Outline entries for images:
* Start *

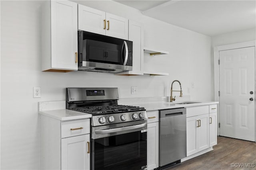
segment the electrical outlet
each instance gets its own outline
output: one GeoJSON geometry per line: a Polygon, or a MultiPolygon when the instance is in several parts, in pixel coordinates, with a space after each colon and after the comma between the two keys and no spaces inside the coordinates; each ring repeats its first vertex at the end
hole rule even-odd
{"type": "Polygon", "coordinates": [[[41,87],[37,87],[34,88],[34,98],[41,98],[41,87]]]}
{"type": "Polygon", "coordinates": [[[136,86],[132,86],[132,94],[138,94],[138,87],[136,86]]]}
{"type": "Polygon", "coordinates": [[[192,88],[195,88],[195,84],[194,83],[194,82],[192,82],[191,83],[191,87],[192,88]]]}

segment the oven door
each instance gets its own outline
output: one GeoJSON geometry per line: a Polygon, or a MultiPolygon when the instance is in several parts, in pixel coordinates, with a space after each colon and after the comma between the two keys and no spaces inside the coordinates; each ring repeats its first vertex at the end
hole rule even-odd
{"type": "Polygon", "coordinates": [[[92,130],[92,170],[146,169],[146,120],[93,127],[92,130]]]}

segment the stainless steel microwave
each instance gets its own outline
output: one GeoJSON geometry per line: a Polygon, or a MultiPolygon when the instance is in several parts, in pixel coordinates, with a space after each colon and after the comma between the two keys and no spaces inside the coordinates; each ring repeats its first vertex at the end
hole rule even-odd
{"type": "Polygon", "coordinates": [[[132,70],[132,42],[78,31],[78,70],[118,72],[132,70]]]}

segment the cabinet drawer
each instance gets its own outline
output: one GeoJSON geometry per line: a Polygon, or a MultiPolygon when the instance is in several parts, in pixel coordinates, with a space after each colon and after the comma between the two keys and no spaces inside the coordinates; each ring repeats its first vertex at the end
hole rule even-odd
{"type": "Polygon", "coordinates": [[[217,112],[217,105],[210,105],[209,108],[209,113],[217,112]]]}
{"type": "Polygon", "coordinates": [[[188,107],[186,111],[187,117],[209,113],[209,106],[188,107]]]}
{"type": "Polygon", "coordinates": [[[159,121],[158,111],[147,111],[148,123],[155,122],[159,121]]]}
{"type": "Polygon", "coordinates": [[[90,119],[61,123],[61,138],[90,133],[90,119]]]}

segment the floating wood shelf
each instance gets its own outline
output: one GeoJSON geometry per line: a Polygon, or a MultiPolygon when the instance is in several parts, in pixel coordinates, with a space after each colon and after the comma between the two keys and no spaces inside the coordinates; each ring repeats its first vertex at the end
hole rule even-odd
{"type": "Polygon", "coordinates": [[[163,51],[162,50],[156,50],[155,49],[152,49],[145,47],[144,47],[144,53],[149,54],[150,56],[169,54],[168,51],[163,51]]]}
{"type": "Polygon", "coordinates": [[[149,74],[150,76],[169,76],[169,73],[166,72],[156,72],[151,71],[144,71],[144,74],[149,74]]]}

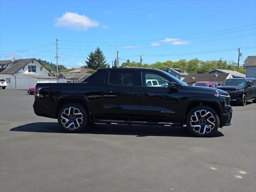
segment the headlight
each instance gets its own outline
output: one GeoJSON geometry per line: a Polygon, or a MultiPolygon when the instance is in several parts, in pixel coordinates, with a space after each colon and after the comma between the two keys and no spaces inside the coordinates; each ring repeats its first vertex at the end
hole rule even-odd
{"type": "Polygon", "coordinates": [[[230,97],[229,95],[223,95],[222,94],[220,94],[219,93],[214,94],[214,96],[216,96],[216,97],[224,97],[230,98],[230,97]]]}

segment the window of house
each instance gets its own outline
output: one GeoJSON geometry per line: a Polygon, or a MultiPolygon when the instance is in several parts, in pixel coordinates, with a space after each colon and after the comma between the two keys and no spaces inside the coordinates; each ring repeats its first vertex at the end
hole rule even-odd
{"type": "Polygon", "coordinates": [[[134,76],[134,71],[110,71],[109,72],[108,84],[121,86],[133,86],[134,76]]]}
{"type": "Polygon", "coordinates": [[[28,72],[32,72],[33,73],[36,72],[36,66],[28,66],[28,72]]]}

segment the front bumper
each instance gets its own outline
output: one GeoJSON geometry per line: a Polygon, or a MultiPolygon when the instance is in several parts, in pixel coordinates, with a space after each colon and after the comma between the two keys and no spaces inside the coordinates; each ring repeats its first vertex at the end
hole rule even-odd
{"type": "Polygon", "coordinates": [[[221,117],[222,127],[224,126],[228,126],[231,124],[230,122],[232,118],[233,110],[231,106],[227,107],[226,106],[225,108],[226,112],[222,114],[221,117]]]}

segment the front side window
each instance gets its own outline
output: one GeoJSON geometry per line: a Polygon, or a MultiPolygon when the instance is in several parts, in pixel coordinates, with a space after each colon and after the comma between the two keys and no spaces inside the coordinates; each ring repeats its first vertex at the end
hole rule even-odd
{"type": "Polygon", "coordinates": [[[110,71],[108,84],[120,86],[134,86],[134,71],[110,71]]]}
{"type": "Polygon", "coordinates": [[[245,80],[241,79],[230,78],[226,79],[221,85],[231,85],[234,86],[244,86],[245,80]]]}
{"type": "Polygon", "coordinates": [[[141,76],[143,87],[168,87],[168,83],[170,81],[157,73],[142,71],[141,76]]]}
{"type": "Polygon", "coordinates": [[[28,66],[28,72],[36,72],[36,66],[28,66]]]}

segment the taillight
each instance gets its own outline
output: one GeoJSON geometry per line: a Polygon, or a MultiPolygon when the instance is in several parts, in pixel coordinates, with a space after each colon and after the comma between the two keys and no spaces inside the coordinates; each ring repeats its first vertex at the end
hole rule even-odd
{"type": "Polygon", "coordinates": [[[40,95],[40,90],[41,90],[42,88],[49,88],[49,87],[50,87],[49,86],[47,87],[36,87],[36,88],[35,88],[35,100],[37,100],[38,99],[39,99],[40,97],[42,97],[42,95],[41,96],[40,95]]]}

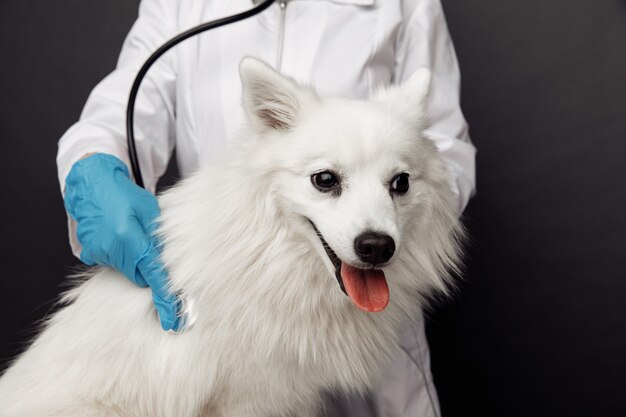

* End *

● **WRITTEN PROBLEM**:
Copy every line of the rows above word for word, leaving out the pictures.

● **COMPLETE RESPONSE**:
segment the electrical outlet
each instance gets its own outline
output: one GeoJSON geometry per line: a Polygon, or a MultiPolygon when the instance is in several parts, in pixel coordinates, with a space after each colon and after the comma between the two keys and no spaces inside the coordinates; each ring repeats its first vertex at the end
hole rule even-odd
{"type": "Polygon", "coordinates": [[[41,87],[37,87],[34,88],[34,98],[41,98],[41,87]]]}
{"type": "Polygon", "coordinates": [[[136,86],[132,86],[132,94],[138,94],[138,87],[136,86]]]}
{"type": "Polygon", "coordinates": [[[192,88],[195,88],[195,84],[194,83],[194,82],[192,82],[191,83],[191,87],[192,88]]]}

segment the oven door
each instance gets its own outline
output: one GeoJSON geometry per line: a Polygon, or a MultiPolygon when the instance is in several parts, in pixel coordinates, with a space after each colon and after the comma between the two keys and no spaces inside the coordinates; each ring repeats its first vertex at the end
hole rule even-odd
{"type": "Polygon", "coordinates": [[[92,130],[92,170],[146,169],[146,120],[93,127],[92,130]]]}

segment the stainless steel microwave
each instance gets its own outline
output: one GeoJSON geometry per line: a Polygon, or a MultiPolygon when the instance is in several parts, in pixel coordinates, with a space after each colon and after the comma between the two keys and no spaces inside the coordinates; each ring repeats its first vertex at the end
hole rule even-odd
{"type": "Polygon", "coordinates": [[[132,70],[132,42],[78,31],[78,70],[118,72],[132,70]]]}

segment the cabinet drawer
each instance gets its own outline
output: one GeoJSON geometry per line: a Polygon, or a MultiPolygon when the instance is in several parts, in pixel coordinates, with a space after each colon and after the comma between the two keys and no spaces inside the coordinates; each ring repeats its first vertex at the end
hole rule even-odd
{"type": "Polygon", "coordinates": [[[217,112],[217,105],[210,105],[209,108],[209,113],[217,112]]]}
{"type": "Polygon", "coordinates": [[[188,107],[186,111],[187,117],[209,113],[209,106],[188,107]]]}
{"type": "Polygon", "coordinates": [[[159,121],[158,111],[147,111],[148,123],[155,122],[159,121]]]}
{"type": "Polygon", "coordinates": [[[90,119],[61,123],[61,138],[90,133],[90,119]]]}

segment the floating wood shelf
each instance gets its own outline
output: one GeoJSON geometry per line: a Polygon, or a MultiPolygon when the instance is in several parts, in pixel coordinates, with a space after each colon and after the comma between the two keys and no spaces inside the coordinates; each ring repeats its first vertex at the end
hole rule even-odd
{"type": "Polygon", "coordinates": [[[163,51],[162,50],[156,50],[155,49],[152,49],[145,47],[144,47],[144,53],[149,54],[150,56],[169,54],[168,51],[163,51]]]}
{"type": "Polygon", "coordinates": [[[149,74],[150,76],[169,76],[169,73],[166,72],[156,72],[151,71],[144,71],[144,74],[149,74]]]}

segment the headlight
each instance gets its own outline
output: one GeoJSON geometry per line: a Polygon, or a MultiPolygon when the instance is in several parts, in pixel coordinates, with a space after each colon and after the comma between the two keys and no spaces inside the coordinates; each ring repeats its first vertex at the end
hole rule even-odd
{"type": "Polygon", "coordinates": [[[230,97],[229,95],[223,95],[222,94],[220,94],[219,93],[214,94],[214,96],[216,96],[216,97],[224,97],[230,98],[230,97]]]}

segment the window of house
each instance gets its own outline
output: one GeoJSON geometry per line: a Polygon, or a MultiPolygon when the instance is in several parts, in pixel coordinates, with a space after each colon and after the comma between the two keys and no spaces inside the coordinates; each ring repeats its first vertex at the end
hole rule even-odd
{"type": "Polygon", "coordinates": [[[134,76],[134,71],[110,71],[109,72],[108,84],[121,86],[133,86],[134,76]]]}
{"type": "Polygon", "coordinates": [[[28,72],[32,72],[33,73],[36,72],[36,66],[28,66],[28,72]]]}

segment the front bumper
each instance gets its own outline
output: one GeoJSON geometry per line: a Polygon, or a MultiPolygon when the instance is in several parts, in pixel coordinates, with a space after each colon and after the comma between the two keys and no spaces inside the coordinates; each ring repeats its first vertex at the end
hole rule even-odd
{"type": "Polygon", "coordinates": [[[221,117],[222,127],[224,126],[228,126],[231,124],[230,122],[232,118],[233,110],[231,106],[227,107],[226,106],[225,108],[226,112],[222,114],[221,117]]]}

segment the front side window
each instance gets its own outline
output: one GeoJSON geometry per line: a Polygon, or a MultiPolygon when the instance is in several parts, in pixel coordinates, with a space after each colon and after the comma between the two keys and no spaces inside the coordinates; each ring repeats its first vertex at the end
hole rule even-odd
{"type": "Polygon", "coordinates": [[[110,71],[108,84],[120,86],[134,86],[134,71],[110,71]]]}
{"type": "Polygon", "coordinates": [[[245,80],[241,79],[230,78],[226,79],[221,85],[231,85],[234,86],[244,86],[245,80]]]}
{"type": "Polygon", "coordinates": [[[141,76],[143,87],[168,87],[168,83],[170,81],[157,73],[142,71],[141,76]]]}
{"type": "Polygon", "coordinates": [[[28,66],[28,72],[36,72],[36,66],[28,66]]]}

segment the taillight
each instance gets its own outline
output: one GeoJSON geometry per line: a Polygon, or a MultiPolygon when the instance is in several parts, in pixel coordinates, with a space after each colon and after the comma between the two keys and no spaces inside the coordinates; each ring repeats its first vertex at the end
hole rule even-odd
{"type": "Polygon", "coordinates": [[[40,95],[40,90],[41,90],[42,88],[49,88],[49,87],[50,87],[49,86],[47,87],[36,87],[36,88],[35,88],[35,100],[37,100],[38,99],[39,99],[40,97],[42,97],[42,95],[41,96],[40,95]]]}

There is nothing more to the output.